*** DATA FOR THIS TASK ***

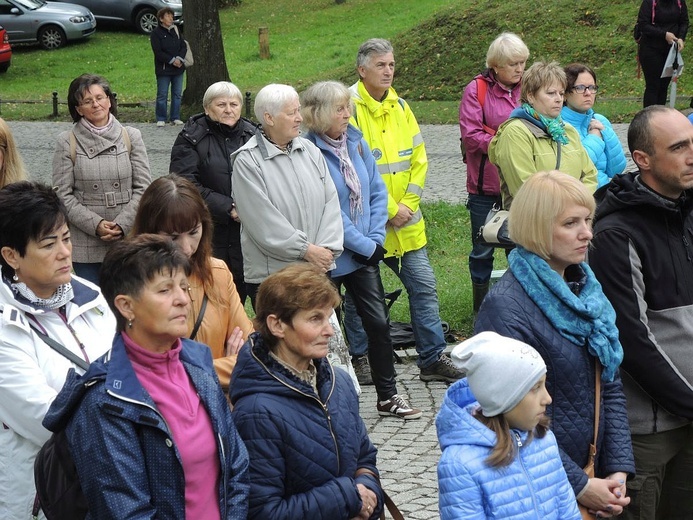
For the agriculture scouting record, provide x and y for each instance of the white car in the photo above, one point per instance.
(51, 24)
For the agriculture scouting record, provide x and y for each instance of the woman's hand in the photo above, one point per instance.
(606, 497)
(595, 128)
(235, 342)
(109, 231)
(319, 256)
(368, 502)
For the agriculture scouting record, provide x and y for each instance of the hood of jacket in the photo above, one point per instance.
(257, 372)
(115, 371)
(627, 191)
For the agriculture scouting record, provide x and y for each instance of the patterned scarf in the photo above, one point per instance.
(61, 296)
(351, 178)
(554, 127)
(586, 318)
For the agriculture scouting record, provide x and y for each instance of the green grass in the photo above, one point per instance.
(440, 45)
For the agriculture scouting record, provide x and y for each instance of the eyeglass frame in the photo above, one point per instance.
(581, 89)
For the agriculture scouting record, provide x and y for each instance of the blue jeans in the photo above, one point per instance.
(162, 86)
(415, 272)
(481, 257)
(87, 271)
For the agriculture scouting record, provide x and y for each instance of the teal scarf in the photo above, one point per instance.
(587, 318)
(554, 127)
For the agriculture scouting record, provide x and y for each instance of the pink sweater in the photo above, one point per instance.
(164, 377)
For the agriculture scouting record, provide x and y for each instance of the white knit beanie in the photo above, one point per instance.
(500, 370)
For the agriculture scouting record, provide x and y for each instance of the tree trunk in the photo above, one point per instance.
(202, 30)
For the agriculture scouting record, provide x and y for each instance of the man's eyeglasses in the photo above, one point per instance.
(580, 89)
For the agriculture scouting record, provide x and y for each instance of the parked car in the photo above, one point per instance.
(51, 24)
(5, 50)
(138, 13)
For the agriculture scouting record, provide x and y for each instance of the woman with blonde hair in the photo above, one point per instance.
(535, 138)
(11, 164)
(172, 206)
(550, 299)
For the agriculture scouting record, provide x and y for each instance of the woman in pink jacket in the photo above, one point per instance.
(486, 103)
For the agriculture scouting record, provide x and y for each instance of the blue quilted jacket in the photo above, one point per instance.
(127, 462)
(606, 152)
(509, 311)
(533, 487)
(304, 448)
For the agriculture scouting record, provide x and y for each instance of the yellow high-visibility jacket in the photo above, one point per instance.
(392, 132)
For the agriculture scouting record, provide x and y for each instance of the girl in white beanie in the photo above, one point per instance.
(499, 459)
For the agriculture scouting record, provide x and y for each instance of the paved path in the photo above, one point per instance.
(446, 177)
(408, 451)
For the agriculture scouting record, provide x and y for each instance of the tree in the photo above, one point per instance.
(203, 33)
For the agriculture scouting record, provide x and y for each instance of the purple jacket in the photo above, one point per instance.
(482, 176)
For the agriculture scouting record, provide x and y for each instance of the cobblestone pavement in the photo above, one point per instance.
(408, 450)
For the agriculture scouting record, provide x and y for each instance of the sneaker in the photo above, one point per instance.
(398, 407)
(362, 368)
(442, 370)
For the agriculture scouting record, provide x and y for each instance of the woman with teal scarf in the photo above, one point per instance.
(550, 299)
(535, 138)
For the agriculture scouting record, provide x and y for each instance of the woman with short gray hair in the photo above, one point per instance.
(284, 194)
(202, 153)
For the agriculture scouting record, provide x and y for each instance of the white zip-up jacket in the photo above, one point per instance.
(32, 374)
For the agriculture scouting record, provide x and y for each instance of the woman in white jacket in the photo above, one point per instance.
(40, 301)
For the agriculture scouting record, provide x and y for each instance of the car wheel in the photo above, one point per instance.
(146, 21)
(51, 37)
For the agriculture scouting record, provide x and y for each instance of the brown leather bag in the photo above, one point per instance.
(589, 469)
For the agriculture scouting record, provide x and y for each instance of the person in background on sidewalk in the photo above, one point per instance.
(362, 194)
(11, 165)
(486, 103)
(100, 171)
(550, 299)
(596, 133)
(310, 454)
(392, 132)
(660, 24)
(641, 254)
(202, 154)
(500, 460)
(169, 49)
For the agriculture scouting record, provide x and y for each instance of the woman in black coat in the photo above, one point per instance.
(202, 154)
(660, 23)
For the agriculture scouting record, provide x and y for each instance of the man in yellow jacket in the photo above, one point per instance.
(392, 132)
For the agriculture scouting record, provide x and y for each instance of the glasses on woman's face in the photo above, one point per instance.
(98, 100)
(590, 89)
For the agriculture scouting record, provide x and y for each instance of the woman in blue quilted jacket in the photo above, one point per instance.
(500, 460)
(550, 299)
(596, 133)
(310, 455)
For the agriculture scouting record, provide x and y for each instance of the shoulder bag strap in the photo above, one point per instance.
(198, 321)
(61, 349)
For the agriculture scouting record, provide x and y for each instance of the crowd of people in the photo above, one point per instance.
(124, 324)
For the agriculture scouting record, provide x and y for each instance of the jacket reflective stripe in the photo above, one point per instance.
(395, 167)
(415, 189)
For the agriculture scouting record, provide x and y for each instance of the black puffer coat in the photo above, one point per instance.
(201, 154)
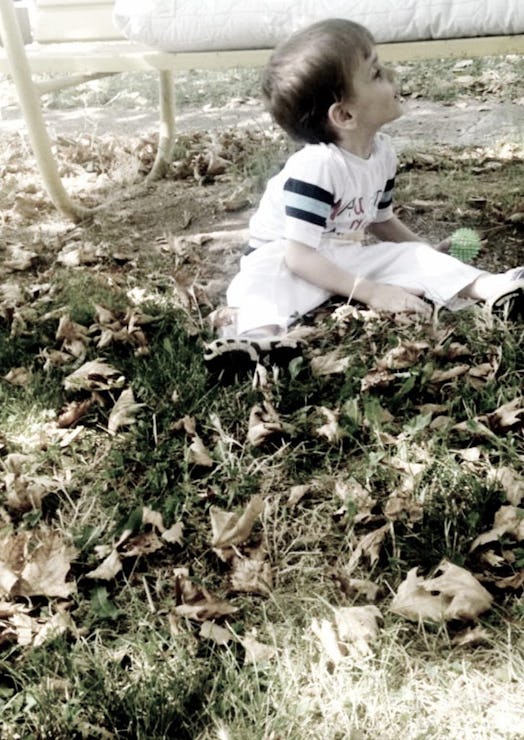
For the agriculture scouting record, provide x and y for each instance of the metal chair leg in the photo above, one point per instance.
(166, 141)
(32, 111)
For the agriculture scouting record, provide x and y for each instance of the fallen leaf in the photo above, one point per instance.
(216, 633)
(404, 355)
(264, 422)
(123, 412)
(454, 594)
(198, 453)
(508, 520)
(95, 375)
(196, 602)
(19, 376)
(73, 412)
(256, 652)
(331, 363)
(331, 429)
(443, 376)
(108, 568)
(251, 573)
(471, 637)
(230, 529)
(376, 379)
(368, 546)
(358, 626)
(175, 534)
(510, 481)
(36, 563)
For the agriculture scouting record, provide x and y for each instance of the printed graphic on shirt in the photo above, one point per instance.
(307, 202)
(314, 205)
(387, 195)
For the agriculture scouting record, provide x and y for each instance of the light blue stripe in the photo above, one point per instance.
(305, 203)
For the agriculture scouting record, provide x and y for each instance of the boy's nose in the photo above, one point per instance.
(389, 74)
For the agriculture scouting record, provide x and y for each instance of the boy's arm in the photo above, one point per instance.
(393, 230)
(311, 265)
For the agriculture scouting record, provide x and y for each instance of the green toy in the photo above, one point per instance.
(465, 244)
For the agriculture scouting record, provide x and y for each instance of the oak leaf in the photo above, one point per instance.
(231, 529)
(454, 593)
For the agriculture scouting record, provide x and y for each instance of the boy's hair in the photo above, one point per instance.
(312, 70)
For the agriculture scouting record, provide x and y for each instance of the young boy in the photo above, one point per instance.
(327, 89)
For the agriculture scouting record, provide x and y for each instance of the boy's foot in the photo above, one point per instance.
(508, 302)
(232, 357)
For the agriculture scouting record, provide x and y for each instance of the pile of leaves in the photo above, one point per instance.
(374, 480)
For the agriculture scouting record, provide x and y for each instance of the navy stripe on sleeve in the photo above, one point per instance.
(387, 195)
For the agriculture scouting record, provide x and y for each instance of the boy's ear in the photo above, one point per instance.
(340, 116)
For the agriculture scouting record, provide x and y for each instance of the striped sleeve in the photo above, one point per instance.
(307, 209)
(387, 196)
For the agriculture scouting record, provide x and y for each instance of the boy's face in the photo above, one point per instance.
(376, 100)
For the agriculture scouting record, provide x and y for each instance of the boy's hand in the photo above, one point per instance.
(397, 300)
(443, 246)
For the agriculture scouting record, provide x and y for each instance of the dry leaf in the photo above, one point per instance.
(508, 520)
(443, 376)
(18, 376)
(251, 573)
(198, 454)
(454, 594)
(256, 652)
(94, 376)
(403, 356)
(355, 497)
(264, 422)
(358, 626)
(330, 364)
(36, 563)
(368, 546)
(471, 637)
(230, 529)
(141, 544)
(376, 379)
(123, 412)
(108, 568)
(510, 481)
(175, 534)
(21, 259)
(331, 429)
(196, 602)
(73, 412)
(358, 587)
(325, 632)
(154, 518)
(215, 632)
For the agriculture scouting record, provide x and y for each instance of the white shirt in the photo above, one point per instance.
(324, 190)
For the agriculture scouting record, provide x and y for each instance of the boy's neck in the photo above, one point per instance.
(358, 143)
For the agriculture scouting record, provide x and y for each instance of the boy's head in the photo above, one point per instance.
(312, 70)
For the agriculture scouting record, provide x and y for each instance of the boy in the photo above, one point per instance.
(327, 89)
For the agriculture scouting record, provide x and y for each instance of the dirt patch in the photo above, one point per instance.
(144, 227)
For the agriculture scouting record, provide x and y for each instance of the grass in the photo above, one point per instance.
(123, 662)
(121, 670)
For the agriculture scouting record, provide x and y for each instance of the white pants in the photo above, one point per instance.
(266, 292)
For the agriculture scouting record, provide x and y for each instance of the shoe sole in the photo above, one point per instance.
(509, 306)
(229, 358)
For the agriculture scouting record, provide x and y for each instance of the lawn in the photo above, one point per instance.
(328, 548)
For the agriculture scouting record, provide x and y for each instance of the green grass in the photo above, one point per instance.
(121, 671)
(126, 666)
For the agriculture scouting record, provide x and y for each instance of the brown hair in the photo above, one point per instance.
(309, 72)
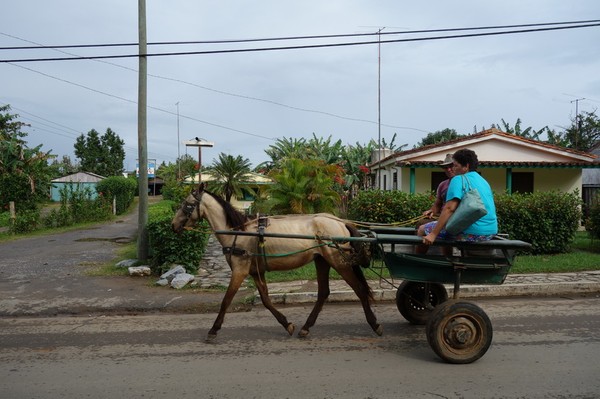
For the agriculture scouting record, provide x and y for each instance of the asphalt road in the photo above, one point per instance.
(542, 348)
(50, 275)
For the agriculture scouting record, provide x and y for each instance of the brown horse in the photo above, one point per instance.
(252, 255)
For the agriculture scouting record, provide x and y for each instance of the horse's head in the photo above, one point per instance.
(189, 211)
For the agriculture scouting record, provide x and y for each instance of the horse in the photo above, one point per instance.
(253, 255)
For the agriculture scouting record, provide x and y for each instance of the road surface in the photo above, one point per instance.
(542, 348)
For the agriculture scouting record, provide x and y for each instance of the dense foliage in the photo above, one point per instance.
(168, 248)
(103, 155)
(78, 205)
(548, 220)
(24, 172)
(302, 186)
(121, 188)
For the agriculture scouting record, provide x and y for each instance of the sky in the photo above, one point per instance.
(245, 101)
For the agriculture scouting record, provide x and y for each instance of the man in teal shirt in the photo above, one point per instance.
(465, 164)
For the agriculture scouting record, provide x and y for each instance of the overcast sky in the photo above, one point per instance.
(244, 101)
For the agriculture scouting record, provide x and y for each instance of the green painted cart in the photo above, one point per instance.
(458, 331)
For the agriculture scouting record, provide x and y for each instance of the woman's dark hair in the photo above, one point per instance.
(466, 157)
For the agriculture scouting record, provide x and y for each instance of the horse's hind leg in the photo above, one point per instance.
(322, 295)
(261, 285)
(359, 284)
(237, 278)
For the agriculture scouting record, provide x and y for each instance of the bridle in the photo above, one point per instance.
(188, 208)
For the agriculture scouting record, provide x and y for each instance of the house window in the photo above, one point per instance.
(436, 179)
(522, 182)
(247, 195)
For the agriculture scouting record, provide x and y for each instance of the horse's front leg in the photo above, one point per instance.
(322, 295)
(261, 285)
(237, 278)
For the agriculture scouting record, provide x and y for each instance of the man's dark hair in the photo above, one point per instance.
(466, 157)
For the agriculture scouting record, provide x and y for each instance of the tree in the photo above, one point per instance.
(184, 166)
(103, 155)
(439, 136)
(24, 172)
(64, 167)
(302, 186)
(230, 173)
(583, 133)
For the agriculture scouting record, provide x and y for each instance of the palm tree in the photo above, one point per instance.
(302, 186)
(230, 173)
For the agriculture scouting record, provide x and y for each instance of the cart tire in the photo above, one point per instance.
(459, 332)
(416, 301)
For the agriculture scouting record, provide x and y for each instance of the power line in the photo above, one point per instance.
(286, 38)
(299, 47)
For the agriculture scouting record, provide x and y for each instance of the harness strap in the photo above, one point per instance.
(234, 251)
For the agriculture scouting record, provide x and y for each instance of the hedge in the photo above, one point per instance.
(548, 220)
(119, 187)
(168, 248)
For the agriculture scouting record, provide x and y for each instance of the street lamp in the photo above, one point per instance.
(197, 142)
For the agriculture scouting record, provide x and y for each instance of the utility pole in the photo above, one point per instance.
(379, 105)
(142, 135)
(178, 153)
(577, 120)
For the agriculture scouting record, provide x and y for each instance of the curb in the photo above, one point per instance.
(466, 291)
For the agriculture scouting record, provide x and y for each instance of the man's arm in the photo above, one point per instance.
(447, 212)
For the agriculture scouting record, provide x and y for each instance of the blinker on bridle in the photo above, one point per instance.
(188, 207)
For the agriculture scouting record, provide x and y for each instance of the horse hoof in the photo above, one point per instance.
(210, 338)
(290, 328)
(378, 329)
(303, 333)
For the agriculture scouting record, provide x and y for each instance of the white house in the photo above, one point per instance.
(508, 162)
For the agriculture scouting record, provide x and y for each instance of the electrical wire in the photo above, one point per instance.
(287, 38)
(299, 47)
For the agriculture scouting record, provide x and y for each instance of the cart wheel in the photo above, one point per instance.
(416, 301)
(459, 332)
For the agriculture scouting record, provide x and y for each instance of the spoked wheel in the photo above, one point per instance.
(459, 332)
(416, 301)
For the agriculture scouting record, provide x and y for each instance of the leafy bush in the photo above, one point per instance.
(17, 188)
(176, 191)
(378, 206)
(548, 220)
(166, 247)
(25, 222)
(592, 223)
(77, 205)
(119, 187)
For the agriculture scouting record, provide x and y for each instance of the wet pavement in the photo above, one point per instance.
(54, 274)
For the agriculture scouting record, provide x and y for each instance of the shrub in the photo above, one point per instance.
(119, 187)
(176, 191)
(378, 206)
(17, 188)
(166, 247)
(77, 205)
(592, 223)
(25, 222)
(548, 220)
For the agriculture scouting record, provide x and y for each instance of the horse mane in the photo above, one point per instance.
(236, 219)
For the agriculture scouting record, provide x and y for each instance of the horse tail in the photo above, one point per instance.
(361, 254)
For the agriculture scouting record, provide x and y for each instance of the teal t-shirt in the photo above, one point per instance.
(487, 224)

*** End of DATA FOR THIS TASK ***

EXERCISE BRIEF:
From the line containing "of the leafy" through the last line of the entries above, print every line exactly, including both ends, and nothing else.

RESPONSE AREA:
For the agriculture scouting record, provide x and y for each instance of the leafy bush in the photo above, one point per instance.
(17, 188)
(176, 191)
(378, 206)
(548, 220)
(166, 247)
(25, 222)
(592, 223)
(77, 205)
(119, 187)
For the agriculture scouting record, provide x and y for each instance of the wet pavement in the photo above, one point per instance.
(54, 274)
For the agriculture scouting record, provide x and y for each instance of the shrub in the photo above, one point per instance.
(119, 187)
(176, 191)
(378, 206)
(17, 188)
(166, 247)
(77, 205)
(592, 223)
(25, 222)
(548, 220)
For the agriculture scouting record, provide x and y for each instance of the horse mane in the photo above, one point per instance.
(236, 219)
For the agriculture scouting record, provide x and y for each instance of the horse tail in the photo above, one point per instance.
(361, 254)
For the agriculture scouting record, provide x and y for each instance of the teal t-shirt in the photo above, one point per instance.
(487, 224)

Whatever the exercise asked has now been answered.